Pick up the discussion about 4chan and memes after its last sentence and write what comes next.

━━━━━ EXCERPTED TEXT ━━━━━

My point is that he is vastly overstating its influence. The millions of 4chan users have produced _maybe_ as much influence as a single pop music star.
4chan doesn't create stuff any more, maybe back in ~2004 when it was the "primary" location to find "internet culture" that was true, but nowadays it's spread out all across the internet. Even the majority of things credited to 4chan didn't "start" at 4chan.
> edit: when I say meme, I mean "A meme ( /ˈmiːm/; meem)[1] is "an idea, behavior or style that spreads from person to person within a culture."[2] A meme acts as a unit for carrying cultural ideas, symbols or practices, which can be transmitted from one mind to another through writing, speech, gestures, rituals or other imitable phenomena." ... I don't mean, "funny picture"
Don't you see? The fact that meme now connotes a "funny picture" is itself a meme.
Memes are profound because they are our culture. It is what the "young people of today" do. In the 50's they had rock-and-roll, in the 60's it was hippies and so on.

━━━━━ SUPPLIED INFORMATION ━━━━━

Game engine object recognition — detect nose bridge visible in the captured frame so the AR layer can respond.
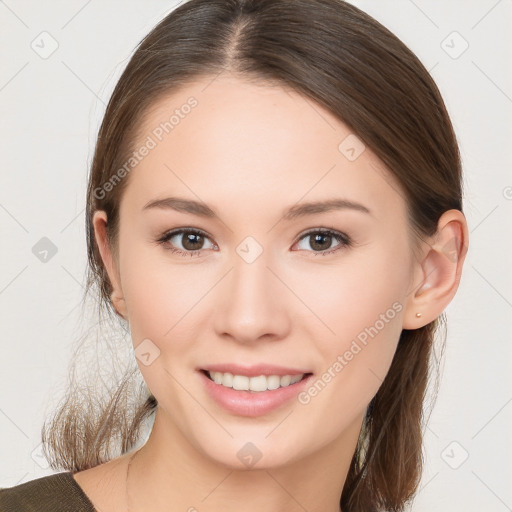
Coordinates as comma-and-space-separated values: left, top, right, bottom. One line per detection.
215, 237, 289, 341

━━━━━

▸ **TASK RESPONSE**:
Right now, it's the internet. In just a few more years all of us will become "the old guys" and our younger brothers and sisters will come up with something new - my sister already thinks I'm lame for liking the internet so much and sharing silly pictures and stuff. And she doesn't understand why cats are so cool. She's only 7 years younger.
The thing is, you have to look at memes in a broader sense than just "picture of X with something written on top and on bottom in big bold text". Yes, that's what some people call a "meme" these days, but I mean them more in the sense of a cultural parcel that is distributed between people in a common-ish medium.
I remember in primary school one of the memes (called fads back then) was that everyone suddenly started using yo-yos. Anyone who was between 10 and 14 had a yoyo and you could instantly connect with them, there was instantly something to talk about. Etc.
But here's the real kicker, the memes of today are the first in history that are trully global. And without delay. It took almost 10 years for hippies to arrive in my neck of the woods and they were never pretty big. Punk was a big quicker, it had a delay of only a few years.
Modern culture, mostly the memes, has zero delay. And that's amazing.
For the past 5 years at least, all young people are computer people. Only some are geeks, but they are all immersed in computerized communications every day.
It's the closest we've got because culture at large is much more heterogeneous than it was 50 years ago. In the 60's, you had 3 channels on TV and had to go to a physical record store to buy music.
That's not the same generation of consumers though. About a decade or so apart in age I reckon.
I bet hippies weren't too big or popular with the 12 year old crowd either when they were at their peak.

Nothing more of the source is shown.